_Task list_
**1)** Retype the passage of the US pro sports franchises article word for word, everything from "A professional sports" down to "relationship in detail.".
**2)** In the US pro sports franchises article, why do NFL owners divide national broadcast revenue equally among the 32 franchises? Answer in one to three sentences.

_Article_
________________________
Professional Sports Teams in the US: Major Leagues and Franchises

The United States hosts the most commercially developed professional sports ecosystem in the world, organized through a small number of dominant leagues that collectively generate tens of billions of dollars in annual revenue. This page maps the structure of that ecosystem — how franchises are organized, what distinguishes leagues from one another, and why the American model operates so differently from professional sports in the rest of the world. The distinctions matter whether someone is following a team, researching franchise history, or simply trying to make sense of why their city has three teams and the next city over has none.


Definition and scope

A professional sports franchise in the US is a privately owned entity granted the right by a governing league to field a team in organized competition. That right — the franchise license itself — is a transferable asset, distinct from the players, the stadium, and even the team name in certain legal circumstances. The overview of how professional sports structure works covers the mechanics of that licensing relationship in detail.

The "Big Four" leagues are the touchstone here: the National Football League (NFL), Major League Baseball (MLB), the National Basketball Association (NBA), and the National Hockey League (NHL). Each operates as a joint venture among franchise owners, binding members to shared revenue agreements, scheduling, and player acquisition rules. A fifth tier of elite commercial sport — Major League Soccer (MLS) — has grown into comparable prominence since its 1996 expansion, crossing 30 clubs by 2023 (MLS Official Site), though its ownership structure differs meaningfully from the others.

The scope of "professional" sports in the US is wider than the Big Four, of course. The National Women's Soccer League (NWSL), the WNBA, the Arena Football League in its various iterations, and dozens of minor leagues at the Double-A and Triple-A level all constitute professional sport. But the term "major league" carries a specific and defensible meaning: leagues where median player salaries, franchise valuations, and broadcast contracts place operations in a fundamentally different category from all other competition.


Core mechanics or structure

Every major US sports league operates as what economists call a cartel — a group of independent firms that cooperate on specific rules while competing on the field. Member franchises are not subsidiaries of the league; they own shares in it. NFL owners, for example, share national broadcast revenue equally among 32 franchises regardless of market size, a mechanism that keeps small-market teams financially viable (NFL Revenue Sharing, Brookings Institution analysis).

The commissioner — a position held by individuals like Roger Goodell (NFL) and Rob Manfred (MLB) — functions less like a CEO and more like a referee with contractual authority. The commissioner enforces league rules and negotiates on behalf of the collective, but franchise owners retain voting rights on structural changes.
________________________
_Recorded information_
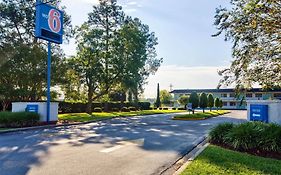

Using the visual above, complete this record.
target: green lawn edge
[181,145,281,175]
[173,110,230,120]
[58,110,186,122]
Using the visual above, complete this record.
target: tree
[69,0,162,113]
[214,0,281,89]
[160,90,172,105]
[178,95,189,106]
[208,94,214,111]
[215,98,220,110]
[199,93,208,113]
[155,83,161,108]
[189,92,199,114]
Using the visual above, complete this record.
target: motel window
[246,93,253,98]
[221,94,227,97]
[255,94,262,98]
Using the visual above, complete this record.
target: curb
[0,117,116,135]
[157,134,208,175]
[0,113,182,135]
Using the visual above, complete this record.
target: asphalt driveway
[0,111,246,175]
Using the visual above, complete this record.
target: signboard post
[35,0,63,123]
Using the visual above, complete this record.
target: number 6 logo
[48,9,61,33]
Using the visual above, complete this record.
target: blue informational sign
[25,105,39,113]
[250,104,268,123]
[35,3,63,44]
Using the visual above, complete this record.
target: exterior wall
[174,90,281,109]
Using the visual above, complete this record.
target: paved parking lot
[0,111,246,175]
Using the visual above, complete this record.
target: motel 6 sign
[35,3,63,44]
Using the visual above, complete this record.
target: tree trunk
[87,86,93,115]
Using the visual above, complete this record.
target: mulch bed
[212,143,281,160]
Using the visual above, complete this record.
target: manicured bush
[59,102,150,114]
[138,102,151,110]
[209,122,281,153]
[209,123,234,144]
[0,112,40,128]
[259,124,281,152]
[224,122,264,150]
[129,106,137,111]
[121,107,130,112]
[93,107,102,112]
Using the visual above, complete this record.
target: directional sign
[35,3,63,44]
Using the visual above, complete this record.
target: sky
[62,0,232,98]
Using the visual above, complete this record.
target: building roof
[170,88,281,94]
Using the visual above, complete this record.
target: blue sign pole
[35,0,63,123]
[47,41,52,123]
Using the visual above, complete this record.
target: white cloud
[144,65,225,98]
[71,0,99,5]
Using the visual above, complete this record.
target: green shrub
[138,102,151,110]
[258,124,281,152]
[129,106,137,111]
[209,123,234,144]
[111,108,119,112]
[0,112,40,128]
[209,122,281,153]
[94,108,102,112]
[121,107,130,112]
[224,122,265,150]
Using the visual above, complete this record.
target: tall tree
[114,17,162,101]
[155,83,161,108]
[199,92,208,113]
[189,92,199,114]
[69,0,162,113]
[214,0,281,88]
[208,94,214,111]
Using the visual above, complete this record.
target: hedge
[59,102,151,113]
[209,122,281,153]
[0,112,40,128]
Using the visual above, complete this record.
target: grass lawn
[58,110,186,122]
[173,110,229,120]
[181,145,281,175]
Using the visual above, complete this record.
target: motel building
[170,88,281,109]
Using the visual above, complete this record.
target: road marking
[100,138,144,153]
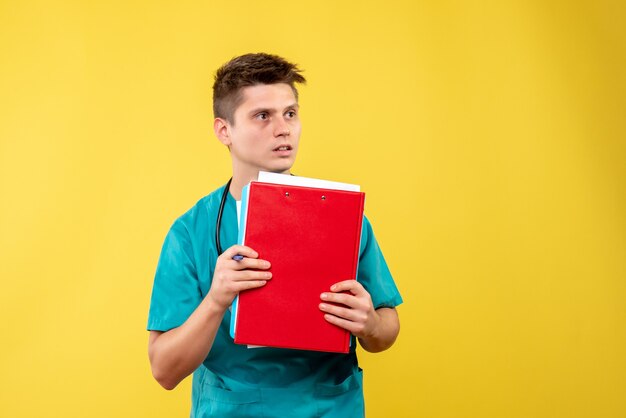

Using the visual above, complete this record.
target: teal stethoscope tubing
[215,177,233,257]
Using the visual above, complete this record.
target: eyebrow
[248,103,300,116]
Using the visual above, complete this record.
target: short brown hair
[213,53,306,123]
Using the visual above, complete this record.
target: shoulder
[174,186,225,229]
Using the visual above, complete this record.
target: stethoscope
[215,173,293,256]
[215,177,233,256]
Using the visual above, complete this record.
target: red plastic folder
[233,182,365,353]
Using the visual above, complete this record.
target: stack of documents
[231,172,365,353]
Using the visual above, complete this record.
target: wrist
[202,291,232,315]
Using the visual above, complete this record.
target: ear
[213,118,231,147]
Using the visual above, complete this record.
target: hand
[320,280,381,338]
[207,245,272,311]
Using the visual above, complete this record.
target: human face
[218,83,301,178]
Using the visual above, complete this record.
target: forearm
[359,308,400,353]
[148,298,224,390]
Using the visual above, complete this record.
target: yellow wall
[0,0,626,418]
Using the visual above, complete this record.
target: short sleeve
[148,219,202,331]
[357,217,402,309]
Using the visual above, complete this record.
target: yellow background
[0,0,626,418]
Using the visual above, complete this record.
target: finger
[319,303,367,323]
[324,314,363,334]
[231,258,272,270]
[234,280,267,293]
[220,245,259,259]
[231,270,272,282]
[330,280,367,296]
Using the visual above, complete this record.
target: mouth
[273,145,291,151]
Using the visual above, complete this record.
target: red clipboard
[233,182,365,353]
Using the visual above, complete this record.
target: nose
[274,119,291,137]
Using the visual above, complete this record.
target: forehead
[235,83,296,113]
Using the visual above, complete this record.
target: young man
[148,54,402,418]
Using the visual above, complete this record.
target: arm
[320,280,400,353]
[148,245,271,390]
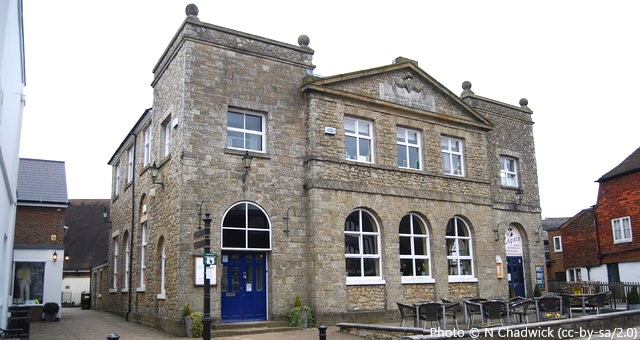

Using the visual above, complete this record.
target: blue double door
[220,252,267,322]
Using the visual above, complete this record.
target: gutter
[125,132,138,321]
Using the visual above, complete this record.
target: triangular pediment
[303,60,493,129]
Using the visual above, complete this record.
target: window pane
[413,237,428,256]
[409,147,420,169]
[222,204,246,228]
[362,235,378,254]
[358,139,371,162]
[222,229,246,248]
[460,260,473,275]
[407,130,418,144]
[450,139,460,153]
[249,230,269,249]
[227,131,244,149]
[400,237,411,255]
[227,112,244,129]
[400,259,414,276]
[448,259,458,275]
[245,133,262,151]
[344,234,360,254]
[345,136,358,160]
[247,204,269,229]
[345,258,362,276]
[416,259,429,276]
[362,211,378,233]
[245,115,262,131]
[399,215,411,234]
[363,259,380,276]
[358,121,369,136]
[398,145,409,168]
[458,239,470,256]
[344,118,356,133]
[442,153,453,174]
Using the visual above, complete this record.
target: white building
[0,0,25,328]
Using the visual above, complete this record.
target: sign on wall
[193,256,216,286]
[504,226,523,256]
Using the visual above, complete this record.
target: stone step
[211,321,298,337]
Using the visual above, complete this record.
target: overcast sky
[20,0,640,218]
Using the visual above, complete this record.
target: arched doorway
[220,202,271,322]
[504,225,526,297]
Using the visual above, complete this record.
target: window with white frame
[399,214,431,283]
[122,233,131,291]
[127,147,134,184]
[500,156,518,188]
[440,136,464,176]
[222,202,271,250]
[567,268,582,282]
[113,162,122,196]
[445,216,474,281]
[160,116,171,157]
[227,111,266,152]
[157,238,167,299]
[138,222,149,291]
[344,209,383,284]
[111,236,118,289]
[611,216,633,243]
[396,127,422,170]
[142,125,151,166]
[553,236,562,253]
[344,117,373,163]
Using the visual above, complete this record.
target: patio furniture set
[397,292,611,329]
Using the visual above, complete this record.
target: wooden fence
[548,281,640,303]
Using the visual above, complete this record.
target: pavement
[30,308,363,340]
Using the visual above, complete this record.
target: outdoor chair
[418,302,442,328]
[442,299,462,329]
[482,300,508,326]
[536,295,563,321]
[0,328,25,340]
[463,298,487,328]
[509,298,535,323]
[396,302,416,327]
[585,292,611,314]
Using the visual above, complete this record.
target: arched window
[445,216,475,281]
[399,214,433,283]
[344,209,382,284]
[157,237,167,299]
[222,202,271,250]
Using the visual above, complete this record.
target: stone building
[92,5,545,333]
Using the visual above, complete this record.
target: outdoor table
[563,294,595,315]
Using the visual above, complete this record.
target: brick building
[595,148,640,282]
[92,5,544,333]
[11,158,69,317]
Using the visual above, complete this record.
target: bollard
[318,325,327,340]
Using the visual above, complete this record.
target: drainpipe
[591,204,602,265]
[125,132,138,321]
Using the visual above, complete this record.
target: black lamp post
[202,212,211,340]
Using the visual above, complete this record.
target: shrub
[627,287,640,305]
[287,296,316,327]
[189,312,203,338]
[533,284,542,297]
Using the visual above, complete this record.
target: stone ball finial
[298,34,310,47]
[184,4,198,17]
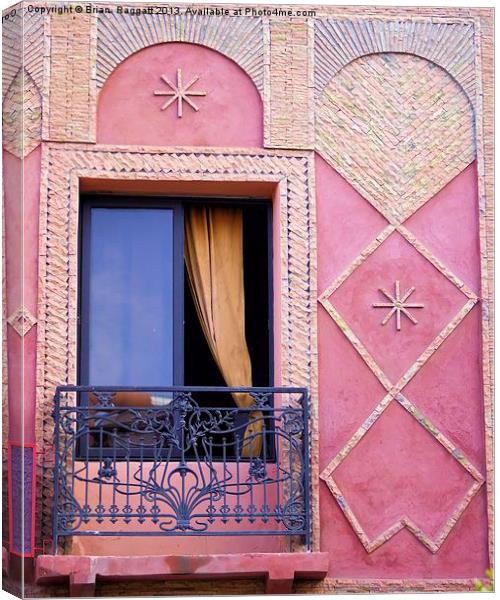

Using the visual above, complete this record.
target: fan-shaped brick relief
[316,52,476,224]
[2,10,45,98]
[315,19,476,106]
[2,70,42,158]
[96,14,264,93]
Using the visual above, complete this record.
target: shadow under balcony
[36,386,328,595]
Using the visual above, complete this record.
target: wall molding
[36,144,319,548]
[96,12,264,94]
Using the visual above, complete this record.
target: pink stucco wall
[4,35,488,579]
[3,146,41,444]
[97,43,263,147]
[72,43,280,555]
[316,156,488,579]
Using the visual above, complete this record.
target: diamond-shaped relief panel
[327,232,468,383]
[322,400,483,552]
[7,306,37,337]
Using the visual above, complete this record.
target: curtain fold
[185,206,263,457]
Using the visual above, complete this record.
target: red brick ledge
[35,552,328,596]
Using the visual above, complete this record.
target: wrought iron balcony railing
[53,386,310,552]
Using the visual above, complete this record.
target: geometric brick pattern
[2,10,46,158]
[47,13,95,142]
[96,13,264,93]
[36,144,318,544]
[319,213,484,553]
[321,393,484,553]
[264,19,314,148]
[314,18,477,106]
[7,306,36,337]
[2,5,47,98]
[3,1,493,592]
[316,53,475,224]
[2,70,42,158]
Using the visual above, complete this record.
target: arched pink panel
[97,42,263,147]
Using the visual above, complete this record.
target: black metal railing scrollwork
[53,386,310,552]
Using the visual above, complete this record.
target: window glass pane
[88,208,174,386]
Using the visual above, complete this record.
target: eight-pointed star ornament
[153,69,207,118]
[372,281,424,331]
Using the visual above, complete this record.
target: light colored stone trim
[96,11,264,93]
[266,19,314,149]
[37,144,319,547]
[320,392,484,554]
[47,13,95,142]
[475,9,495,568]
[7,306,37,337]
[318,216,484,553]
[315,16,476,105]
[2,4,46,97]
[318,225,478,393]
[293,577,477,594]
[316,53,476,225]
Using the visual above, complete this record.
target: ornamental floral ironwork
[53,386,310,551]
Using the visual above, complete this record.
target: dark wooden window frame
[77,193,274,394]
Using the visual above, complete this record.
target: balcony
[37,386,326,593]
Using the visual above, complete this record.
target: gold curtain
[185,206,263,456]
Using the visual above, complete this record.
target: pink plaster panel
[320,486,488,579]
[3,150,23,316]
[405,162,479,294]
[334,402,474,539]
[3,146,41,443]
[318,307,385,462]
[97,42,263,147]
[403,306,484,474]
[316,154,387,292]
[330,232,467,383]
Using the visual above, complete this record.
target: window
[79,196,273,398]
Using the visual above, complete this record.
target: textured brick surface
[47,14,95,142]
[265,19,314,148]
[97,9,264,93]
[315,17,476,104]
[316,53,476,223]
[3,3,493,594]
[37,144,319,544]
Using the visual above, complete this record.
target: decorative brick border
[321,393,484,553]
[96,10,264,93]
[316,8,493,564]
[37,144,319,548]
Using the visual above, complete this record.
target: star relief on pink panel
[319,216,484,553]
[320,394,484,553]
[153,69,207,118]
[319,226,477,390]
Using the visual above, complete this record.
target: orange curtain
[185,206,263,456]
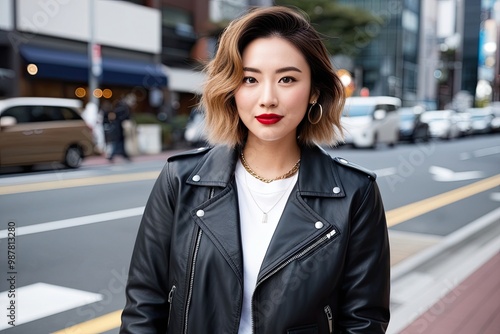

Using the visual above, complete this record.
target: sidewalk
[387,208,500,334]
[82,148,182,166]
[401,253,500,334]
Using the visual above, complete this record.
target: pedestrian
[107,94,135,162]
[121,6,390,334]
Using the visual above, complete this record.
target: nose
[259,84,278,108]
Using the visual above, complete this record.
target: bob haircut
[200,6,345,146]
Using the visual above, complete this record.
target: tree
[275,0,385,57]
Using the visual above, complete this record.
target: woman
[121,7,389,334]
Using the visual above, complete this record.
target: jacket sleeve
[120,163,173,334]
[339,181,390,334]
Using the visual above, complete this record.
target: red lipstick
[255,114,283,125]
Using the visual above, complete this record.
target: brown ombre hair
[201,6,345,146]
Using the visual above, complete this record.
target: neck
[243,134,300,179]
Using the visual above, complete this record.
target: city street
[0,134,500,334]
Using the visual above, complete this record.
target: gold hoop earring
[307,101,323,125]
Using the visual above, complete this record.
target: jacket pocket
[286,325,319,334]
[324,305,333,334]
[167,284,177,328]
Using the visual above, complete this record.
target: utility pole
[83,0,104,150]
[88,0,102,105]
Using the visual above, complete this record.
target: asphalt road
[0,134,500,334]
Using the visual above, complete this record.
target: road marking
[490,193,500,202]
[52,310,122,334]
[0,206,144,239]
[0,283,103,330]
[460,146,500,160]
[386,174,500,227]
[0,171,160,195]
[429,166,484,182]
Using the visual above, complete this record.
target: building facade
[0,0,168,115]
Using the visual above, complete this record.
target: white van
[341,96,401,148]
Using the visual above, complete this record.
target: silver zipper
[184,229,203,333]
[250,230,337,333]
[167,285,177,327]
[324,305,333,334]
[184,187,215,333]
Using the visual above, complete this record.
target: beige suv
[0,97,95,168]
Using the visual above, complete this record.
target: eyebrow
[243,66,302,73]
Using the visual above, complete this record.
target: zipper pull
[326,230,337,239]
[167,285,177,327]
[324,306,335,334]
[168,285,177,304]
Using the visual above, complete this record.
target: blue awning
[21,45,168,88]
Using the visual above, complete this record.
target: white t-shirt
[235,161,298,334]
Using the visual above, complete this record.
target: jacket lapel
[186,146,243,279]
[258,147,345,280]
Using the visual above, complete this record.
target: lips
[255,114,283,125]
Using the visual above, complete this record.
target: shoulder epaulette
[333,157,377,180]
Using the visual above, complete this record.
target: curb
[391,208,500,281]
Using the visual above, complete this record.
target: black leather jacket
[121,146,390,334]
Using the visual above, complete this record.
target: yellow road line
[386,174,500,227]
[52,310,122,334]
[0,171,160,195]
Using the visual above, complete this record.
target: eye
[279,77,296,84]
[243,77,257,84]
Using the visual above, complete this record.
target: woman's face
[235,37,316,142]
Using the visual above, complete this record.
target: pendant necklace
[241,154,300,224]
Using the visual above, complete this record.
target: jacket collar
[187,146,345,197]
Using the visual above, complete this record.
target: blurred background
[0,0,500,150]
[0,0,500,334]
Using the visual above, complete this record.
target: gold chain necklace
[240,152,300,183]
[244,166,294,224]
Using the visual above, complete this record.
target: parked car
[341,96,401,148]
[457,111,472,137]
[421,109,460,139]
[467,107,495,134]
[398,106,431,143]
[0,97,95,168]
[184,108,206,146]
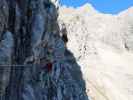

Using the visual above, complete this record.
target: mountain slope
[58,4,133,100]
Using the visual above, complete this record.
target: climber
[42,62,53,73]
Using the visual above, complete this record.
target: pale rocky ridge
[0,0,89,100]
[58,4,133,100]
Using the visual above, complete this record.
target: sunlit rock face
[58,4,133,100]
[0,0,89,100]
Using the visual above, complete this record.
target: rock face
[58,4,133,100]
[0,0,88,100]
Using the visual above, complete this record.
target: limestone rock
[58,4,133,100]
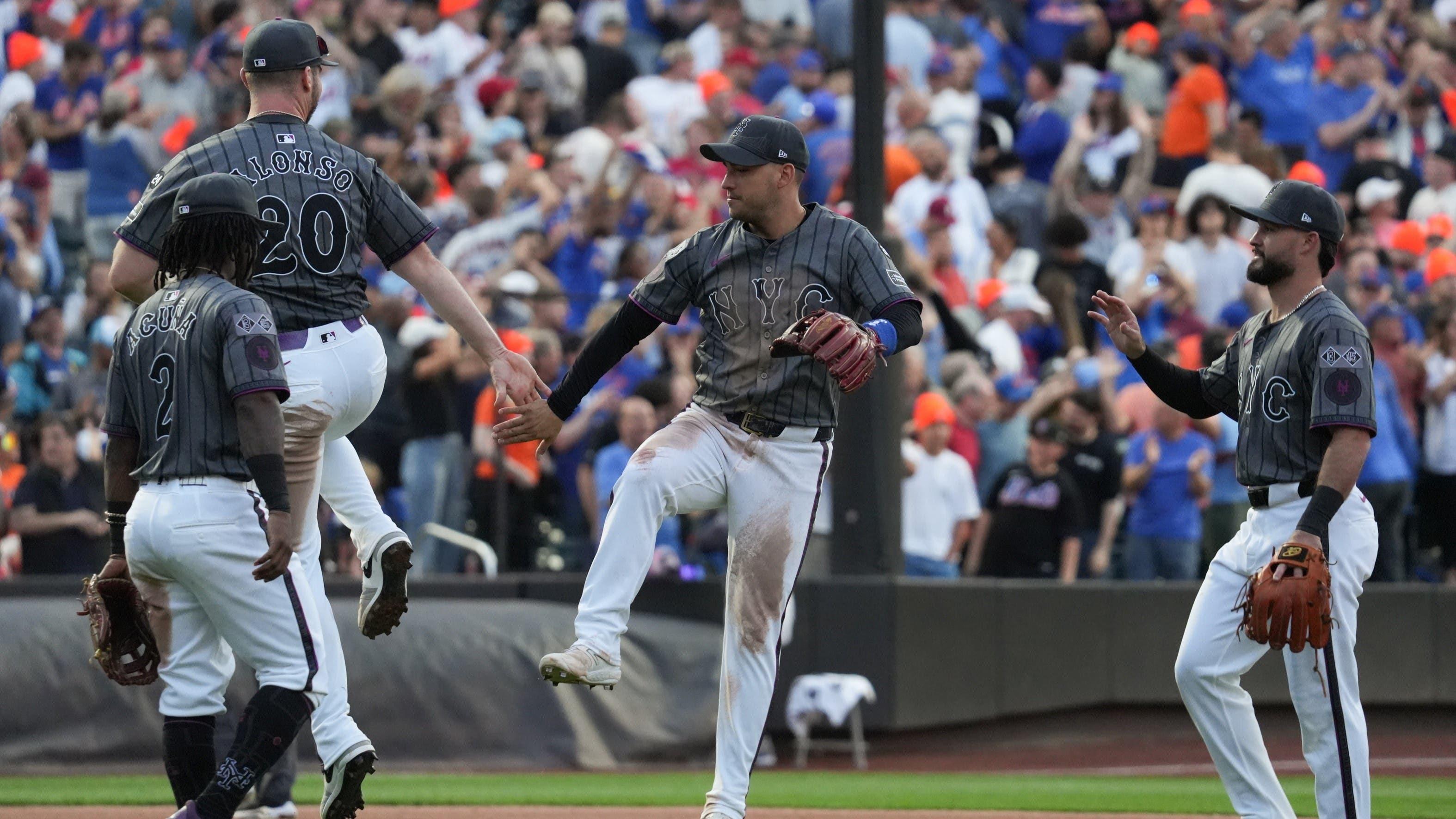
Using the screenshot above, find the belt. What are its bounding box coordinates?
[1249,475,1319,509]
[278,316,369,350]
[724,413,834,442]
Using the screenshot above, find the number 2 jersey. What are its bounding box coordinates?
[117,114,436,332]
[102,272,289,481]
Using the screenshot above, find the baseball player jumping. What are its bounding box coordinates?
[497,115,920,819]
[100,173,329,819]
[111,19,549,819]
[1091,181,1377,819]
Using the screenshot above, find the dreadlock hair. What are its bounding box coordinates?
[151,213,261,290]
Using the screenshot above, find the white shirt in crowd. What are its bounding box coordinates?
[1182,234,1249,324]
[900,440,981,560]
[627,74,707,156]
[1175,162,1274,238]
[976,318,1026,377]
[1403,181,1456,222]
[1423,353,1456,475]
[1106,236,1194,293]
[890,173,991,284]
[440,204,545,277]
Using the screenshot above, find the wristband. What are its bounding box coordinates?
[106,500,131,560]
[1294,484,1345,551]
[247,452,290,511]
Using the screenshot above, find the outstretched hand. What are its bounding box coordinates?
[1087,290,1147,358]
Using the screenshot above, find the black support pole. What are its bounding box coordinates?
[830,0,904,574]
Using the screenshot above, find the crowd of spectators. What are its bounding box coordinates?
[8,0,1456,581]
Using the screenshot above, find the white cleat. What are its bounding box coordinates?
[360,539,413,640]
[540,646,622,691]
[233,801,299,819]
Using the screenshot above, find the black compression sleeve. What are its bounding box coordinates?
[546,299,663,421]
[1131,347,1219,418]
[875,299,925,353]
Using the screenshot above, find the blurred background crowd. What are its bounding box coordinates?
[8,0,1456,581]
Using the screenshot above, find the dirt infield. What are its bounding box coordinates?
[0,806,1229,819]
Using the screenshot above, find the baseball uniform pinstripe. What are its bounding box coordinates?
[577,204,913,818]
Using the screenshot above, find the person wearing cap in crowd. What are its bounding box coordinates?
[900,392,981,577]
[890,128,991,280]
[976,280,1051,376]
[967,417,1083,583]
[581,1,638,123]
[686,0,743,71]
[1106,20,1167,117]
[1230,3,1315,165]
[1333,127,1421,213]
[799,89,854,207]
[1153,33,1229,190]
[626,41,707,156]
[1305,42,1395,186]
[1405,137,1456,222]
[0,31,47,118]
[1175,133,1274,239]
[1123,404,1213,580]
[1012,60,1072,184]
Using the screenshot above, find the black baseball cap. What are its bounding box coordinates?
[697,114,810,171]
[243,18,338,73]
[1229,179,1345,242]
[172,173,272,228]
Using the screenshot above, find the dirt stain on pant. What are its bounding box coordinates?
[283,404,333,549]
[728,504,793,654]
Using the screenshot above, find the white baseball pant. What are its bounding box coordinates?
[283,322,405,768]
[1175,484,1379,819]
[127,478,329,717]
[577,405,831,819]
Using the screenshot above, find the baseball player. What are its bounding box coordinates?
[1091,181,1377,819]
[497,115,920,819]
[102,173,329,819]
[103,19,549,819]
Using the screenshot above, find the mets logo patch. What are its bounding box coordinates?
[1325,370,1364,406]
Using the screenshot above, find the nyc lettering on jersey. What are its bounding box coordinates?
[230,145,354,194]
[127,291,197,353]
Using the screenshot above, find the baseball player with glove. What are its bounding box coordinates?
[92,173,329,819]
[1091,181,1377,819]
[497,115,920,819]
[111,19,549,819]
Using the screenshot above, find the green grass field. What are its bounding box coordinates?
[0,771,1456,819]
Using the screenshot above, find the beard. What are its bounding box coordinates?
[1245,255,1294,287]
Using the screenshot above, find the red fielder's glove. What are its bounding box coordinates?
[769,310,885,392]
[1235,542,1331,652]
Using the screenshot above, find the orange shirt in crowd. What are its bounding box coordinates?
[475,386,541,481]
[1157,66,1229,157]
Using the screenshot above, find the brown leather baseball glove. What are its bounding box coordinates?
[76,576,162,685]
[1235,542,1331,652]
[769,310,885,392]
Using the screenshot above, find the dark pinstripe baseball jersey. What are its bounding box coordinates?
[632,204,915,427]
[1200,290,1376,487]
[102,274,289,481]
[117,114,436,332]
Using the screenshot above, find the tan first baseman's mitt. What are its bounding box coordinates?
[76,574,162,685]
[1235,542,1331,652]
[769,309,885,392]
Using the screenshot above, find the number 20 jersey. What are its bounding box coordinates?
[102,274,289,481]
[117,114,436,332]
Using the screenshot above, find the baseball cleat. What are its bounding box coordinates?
________________________
_Results of the tasks_
**1)**
A professional sports franchise in the US is a privately owned entity granted the right by a governing league to field a team in organized competition. That right — the franchise license itself — is a transferable asset, distinct from the players, the stadium, and even the team name in certain legal circumstances. The overview of how professional sports structure works covers the mechanics of that licensing relationship in detail.

**2)** The article says the national broadcast revenue is shared equally regardless of market size because this keeps small-market teams financially viable.